*EXCERPT TO READ*.
━━━
Licensed Clinical Psychologist PSY12844
Education and Licensure: Dr. Rudenberg earned a B.A. in Political Science at the University of California, Berkeley before earning his Ph.D. in Clinical Psychology at Alliant International University in San Diego in 1990. He completed internships and fellowships at Alvarado Parkway Institute and Scripps Mercy Hospital respectively, working with adult and child and adolescent populations.
Specialty: Dr. Rudenberg has treated a very wide range of complaints over his 30+ years of practice. While he employs a variety of methods, including cognitive and behavioral therapy, his approach gravitates toward psychodynamic and existential theories. Since 1992 he has worked in physical medicine rehabilitation settings in hospitals and health care centers. He has been on the medical staff of several hospitals as well as maintaining his private practice. Dr. Rudenberg works with individuals and families who have experienced complex and debilitating medical problems, PTSD, a wide range of mood disorders including depression, anxiety, somatoform and personality disorders and substance abuse. Dr. Rudenberg performs psychological assessments, forensic evaluations in criminal and civil actions, and has provided expert testimony in the California Superior Courts for plaintiff and defendant in landmark elder abuse cases among other matters. Dr. Rudenberg has consulted on a multidisciplinary task force on elder financial abuse. He has also conducted employee assistance counseling and crisis debriefing in many settings, including for first responders.
━━━
Photo-based referring expression data:
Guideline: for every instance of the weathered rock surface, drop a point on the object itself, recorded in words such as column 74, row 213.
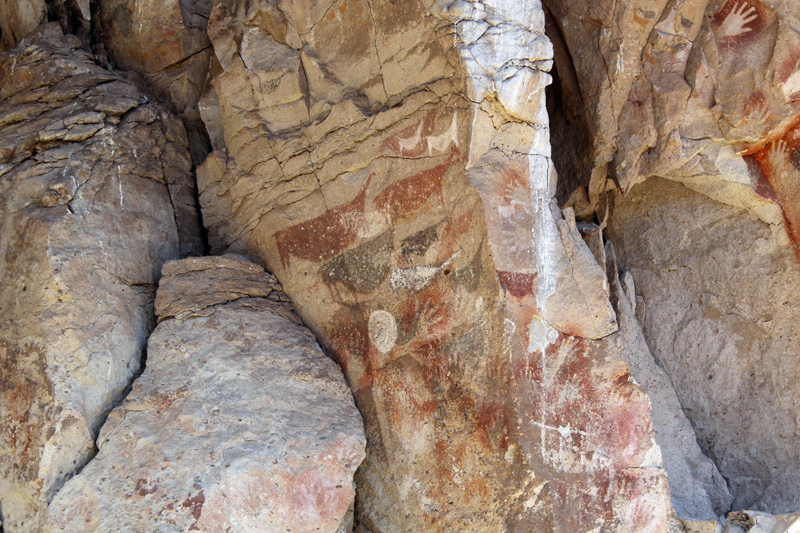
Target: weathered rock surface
column 167, row 44
column 393, row 181
column 699, row 91
column 95, row 195
column 239, row 422
column 720, row 313
column 704, row 93
column 20, row 17
column 698, row 490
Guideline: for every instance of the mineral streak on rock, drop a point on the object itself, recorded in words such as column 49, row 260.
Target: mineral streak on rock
column 399, row 184
column 239, row 422
column 95, row 195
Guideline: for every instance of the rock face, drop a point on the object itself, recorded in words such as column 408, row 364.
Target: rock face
column 20, row 17
column 238, row 423
column 720, row 315
column 698, row 490
column 95, row 195
column 417, row 234
column 704, row 93
column 167, row 44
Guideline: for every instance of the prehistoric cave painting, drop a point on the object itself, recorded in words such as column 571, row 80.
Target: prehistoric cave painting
column 426, row 314
column 470, row 275
column 413, row 140
column 780, row 163
column 789, row 77
column 408, row 141
column 419, row 243
column 409, row 194
column 739, row 22
column 323, row 237
column 382, row 329
column 455, row 229
column 360, row 270
column 757, row 115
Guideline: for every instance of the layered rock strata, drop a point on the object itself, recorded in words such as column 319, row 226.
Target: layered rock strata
column 239, row 422
column 720, row 313
column 166, row 43
column 95, row 195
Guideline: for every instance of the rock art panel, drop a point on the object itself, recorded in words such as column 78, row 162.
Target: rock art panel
column 238, row 422
column 417, row 234
column 96, row 196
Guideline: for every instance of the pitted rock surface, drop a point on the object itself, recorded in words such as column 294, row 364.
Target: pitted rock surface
column 95, row 195
column 239, row 422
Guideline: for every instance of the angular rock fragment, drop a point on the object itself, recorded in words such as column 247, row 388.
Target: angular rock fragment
column 720, row 313
column 399, row 184
column 95, row 195
column 166, row 43
column 239, row 422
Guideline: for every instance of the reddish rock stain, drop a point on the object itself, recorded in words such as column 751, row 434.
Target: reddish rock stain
column 408, row 141
column 409, row 194
column 195, row 507
column 323, row 237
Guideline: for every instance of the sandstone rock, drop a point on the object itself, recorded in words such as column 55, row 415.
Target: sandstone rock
column 95, row 196
column 197, row 285
column 166, row 43
column 756, row 522
column 720, row 315
column 20, row 17
column 393, row 181
column 698, row 490
column 698, row 91
column 239, row 422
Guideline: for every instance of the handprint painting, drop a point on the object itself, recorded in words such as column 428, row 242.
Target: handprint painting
column 739, row 22
column 780, row 163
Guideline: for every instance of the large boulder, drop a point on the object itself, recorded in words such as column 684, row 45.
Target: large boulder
column 95, row 195
column 705, row 93
column 238, row 423
column 398, row 182
column 720, row 313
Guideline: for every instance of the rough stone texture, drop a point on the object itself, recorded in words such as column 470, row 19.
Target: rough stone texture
column 756, row 522
column 720, row 313
column 167, row 44
column 698, row 490
column 95, row 195
column 705, row 93
column 393, row 181
column 20, row 17
column 239, row 422
column 196, row 285
column 700, row 91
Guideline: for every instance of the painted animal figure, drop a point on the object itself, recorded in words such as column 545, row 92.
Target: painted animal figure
column 409, row 144
column 443, row 141
column 323, row 237
column 409, row 194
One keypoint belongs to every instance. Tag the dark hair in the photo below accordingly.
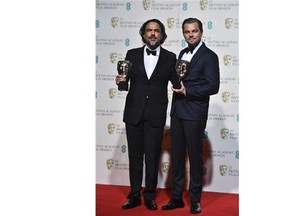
(192, 20)
(142, 30)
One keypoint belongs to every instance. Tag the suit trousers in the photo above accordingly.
(186, 137)
(144, 142)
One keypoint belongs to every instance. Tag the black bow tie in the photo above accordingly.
(151, 52)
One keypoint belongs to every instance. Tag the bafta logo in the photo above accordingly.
(223, 169)
(146, 4)
(225, 96)
(181, 70)
(165, 167)
(203, 4)
(111, 128)
(228, 23)
(110, 164)
(112, 93)
(114, 22)
(224, 132)
(113, 57)
(171, 22)
(124, 67)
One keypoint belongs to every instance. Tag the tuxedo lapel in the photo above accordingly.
(140, 60)
(160, 61)
(198, 54)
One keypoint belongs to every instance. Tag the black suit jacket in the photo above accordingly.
(152, 91)
(202, 80)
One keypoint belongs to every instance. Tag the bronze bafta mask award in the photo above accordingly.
(123, 67)
(181, 71)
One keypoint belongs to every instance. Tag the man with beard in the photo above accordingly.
(145, 110)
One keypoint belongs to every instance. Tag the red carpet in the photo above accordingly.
(109, 199)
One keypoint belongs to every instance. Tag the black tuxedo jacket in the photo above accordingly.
(152, 92)
(201, 81)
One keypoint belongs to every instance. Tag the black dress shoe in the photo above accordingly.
(132, 202)
(151, 204)
(172, 204)
(195, 208)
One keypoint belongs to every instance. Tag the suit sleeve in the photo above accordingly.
(211, 83)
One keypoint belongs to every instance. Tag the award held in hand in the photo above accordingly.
(123, 67)
(181, 71)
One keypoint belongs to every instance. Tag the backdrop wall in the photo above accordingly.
(117, 30)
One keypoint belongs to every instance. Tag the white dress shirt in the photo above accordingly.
(150, 61)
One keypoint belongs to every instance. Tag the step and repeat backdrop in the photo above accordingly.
(117, 30)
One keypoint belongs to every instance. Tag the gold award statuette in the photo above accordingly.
(123, 67)
(181, 70)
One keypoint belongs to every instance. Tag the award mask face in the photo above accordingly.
(181, 68)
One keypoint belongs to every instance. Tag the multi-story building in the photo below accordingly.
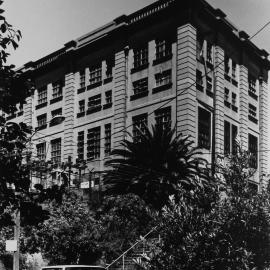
(173, 61)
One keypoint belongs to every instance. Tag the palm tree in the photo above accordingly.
(155, 166)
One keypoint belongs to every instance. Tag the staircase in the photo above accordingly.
(126, 261)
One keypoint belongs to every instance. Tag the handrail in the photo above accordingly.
(135, 244)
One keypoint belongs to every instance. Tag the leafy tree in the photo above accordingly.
(68, 236)
(123, 219)
(155, 166)
(234, 234)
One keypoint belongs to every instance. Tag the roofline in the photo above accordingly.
(135, 17)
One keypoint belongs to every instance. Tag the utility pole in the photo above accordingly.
(16, 254)
(69, 170)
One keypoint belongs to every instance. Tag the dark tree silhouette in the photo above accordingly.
(155, 167)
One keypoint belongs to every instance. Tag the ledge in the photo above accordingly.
(162, 88)
(41, 127)
(52, 101)
(234, 82)
(81, 90)
(253, 119)
(142, 67)
(94, 109)
(107, 80)
(234, 108)
(81, 114)
(107, 106)
(227, 104)
(227, 77)
(251, 94)
(209, 93)
(94, 85)
(209, 64)
(199, 87)
(10, 117)
(139, 95)
(42, 105)
(162, 59)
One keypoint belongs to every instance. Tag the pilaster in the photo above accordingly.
(69, 96)
(243, 106)
(263, 127)
(219, 100)
(185, 78)
(119, 92)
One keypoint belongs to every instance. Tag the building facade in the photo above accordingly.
(178, 62)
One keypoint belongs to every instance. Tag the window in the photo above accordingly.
(199, 47)
(163, 48)
(163, 117)
(56, 112)
(109, 67)
(208, 83)
(234, 99)
(82, 106)
(95, 74)
(163, 78)
(227, 64)
(204, 129)
(252, 86)
(108, 134)
(141, 56)
(252, 113)
(108, 97)
(42, 95)
(82, 78)
(93, 143)
(139, 124)
(57, 89)
(226, 94)
(80, 145)
(41, 151)
(234, 102)
(209, 52)
(234, 69)
(42, 121)
(252, 83)
(56, 151)
(230, 134)
(227, 97)
(199, 80)
(234, 136)
(140, 86)
(253, 149)
(94, 104)
(227, 137)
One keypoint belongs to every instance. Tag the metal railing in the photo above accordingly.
(123, 255)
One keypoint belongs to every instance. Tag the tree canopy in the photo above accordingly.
(155, 166)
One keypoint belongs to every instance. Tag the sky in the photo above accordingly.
(46, 25)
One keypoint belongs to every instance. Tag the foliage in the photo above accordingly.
(155, 166)
(74, 234)
(234, 234)
(68, 236)
(122, 219)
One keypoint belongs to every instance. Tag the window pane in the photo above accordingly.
(204, 129)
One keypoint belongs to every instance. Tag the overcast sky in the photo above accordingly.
(47, 24)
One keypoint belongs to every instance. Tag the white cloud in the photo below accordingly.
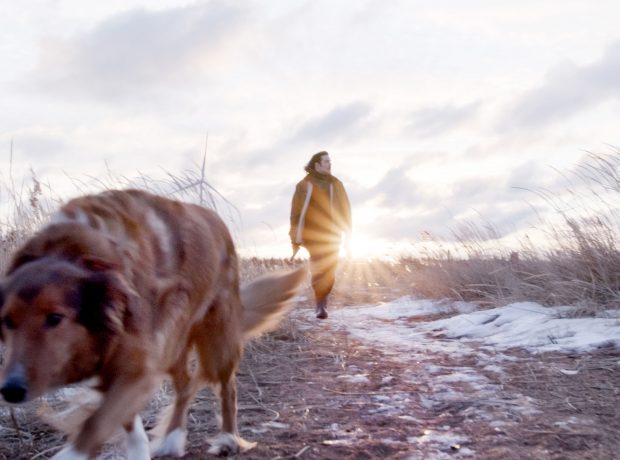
━━━
Continue the psychologist's profile from its final sentence onward.

Personal: Dr. Rudenberg was a gymnast and debater/extemporaneous speaker in his Chicago area high school. After moving to California, he became an avid skier and martial artist, enjoying and instructing in both for over 35 years. He enjoys traveling the world and hiking, scuba diving, gardening, cooking and reading fiction. Dr. Rudenberg’s dog Girly often works alongside him, providing much companionship and support for people suffering from physical and emotional injuries.
Philosophy: Socrates said, “The unexamined life is not worth living.” It takes courage to enter a process of self-examination, and this decision is regarded with great respect. The goal of the helper is to provide opportunities for others to gain more fulfillment and joy in living.